Why do gasoline prices differ according to region?Now look at the present GasBuddy.com map of U.S. prices:
Although price levels vary over time, Energy Information Administration (EIA) data indicate that average retail gasoline prices tend to typically be higher in certain States or regions than in others (Figure 2). Aside from taxes, there are other factors that contribute to regional and even local differences in gasoline prices:
Proximity of supply - Areas farthest from the Gulf Coast (the source of nearly half of the gasoline produced in the United States and, thus, a major supplier to the rest of the country), tend to have higher prices. The proximity of refineries to crude oil supplies can even be a factor, as well as shipping costs (pipeline or waterborne) from refinery to market.
Supply disruptions - Any event which slows or stops production of gasoline for a short time, such as planned or unplanned refinery maintenance, can prompt bidding for available supplies. If the transportation system cannot support the flow of surplus supplies from one region to another, prices will remain comparatively high.
Competition in the local market - Competitive differences can be substantial between a locality with only one or a few gasoline suppliers versus one with a large number of competitors in close proximity. Con-sumers in remote locations may face a trade-off between higher local prices and the inconvenience of driving some distance to a lower- priced alternative.
Environmental programs - Some areas of the country are required to use special gasolines. Environmental programs, aimed at reducing carbon monoxide, smog, and air toxics, include the Federal and/or State-required oxygenated, reformulated, and low-volatility (evaporates more slowly) gasolines. Other environmental programs put restrictions on transportation and storage. The reformulated gasolines required in some urban areas and in California cost more to produce than conventional gasoline served elsewhere, increasing the price paid at the pump.
The relative pricing has changed dramatically. The Midwest and Northeast consumers are being "pumped" for more money. Yet, demand is dramatically down and so are oil prices.
Do we have our own "Putin" controlling things? The Midwest and Northeast are beginning to feel like Europe does about natural gas.Or is it just history repeating?

Dataset entries:
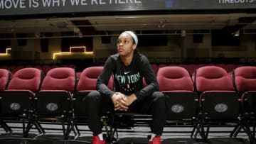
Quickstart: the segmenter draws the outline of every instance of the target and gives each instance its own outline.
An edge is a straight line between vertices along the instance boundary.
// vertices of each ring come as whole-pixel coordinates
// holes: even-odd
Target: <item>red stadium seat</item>
[[[248,121],[252,122],[252,139],[255,138],[256,121],[256,67],[242,66],[235,69],[233,72],[234,82],[236,90],[241,94],[242,118],[231,133],[231,136],[236,136],[242,128],[250,133]],[[250,133],[247,133],[250,136]]]
[[[1,120],[23,118],[30,121],[29,113],[34,110],[34,94],[39,90],[41,78],[41,71],[36,68],[23,68],[13,75],[7,89],[0,92]],[[39,133],[43,132],[40,126],[33,124]],[[26,137],[28,133],[23,136]]]
[[[6,89],[10,78],[10,71],[6,69],[0,69],[0,92]]]
[[[157,73],[157,81],[160,92],[167,96],[166,119],[195,124],[198,95],[188,72],[181,67],[161,67]]]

**Task directions**
Write the next part of the passage on regional gasoline prices, picking up after its final sentence. The rows are unrelated to the passage on regional gasoline prices and stand as separate material.

**Reply**
Published: June 28, 2000Midwest gasoline prices continue to defy the market economics... just as they did 8-1/2 years ago... explanations and excuses notwithstanding.
Energy Secretary Bill Richardson said today that Midwest gasoline prices were still too high and that the Clinton administration was working to alleviate refinery problems and investigating oil companies for ''potential price fixing.'' Gasoline at the pump has fallen 7 to 12 cents a gallon in the Midwest the last week. Before last week, gasoline prices had surged for eight straight weeks.
In western New York, a state legislator wanted to have consumers boycott Sunoco which is the dominant player in an area of especially high relative gasoline prices:
Updated: 12/17/08 02:41 PMThe real problem is identifying which companies are the dominant players because of the variety of independents that get their gasoline from the majors.
Boycott of Sunoco urged by legislator
LOCKPORT — Niagara County Legislature Vice Chairman Clyde L. Burmaster called Tuesday for a boycott of Sunoco gasoline by local governments and citizens to protest high local gasoline prices.
Burmaster, R-Ransomville, sponsored a resolution that passed two weeks ago to ask for a state investigation of local gasoline price gouging. Sunday, The Buffalo News revealed that prices here are high because Sunoco, the dominant gasoline supplier in the region, is trying to make up for profits lost when crude oil prices were at record highs earlier this year.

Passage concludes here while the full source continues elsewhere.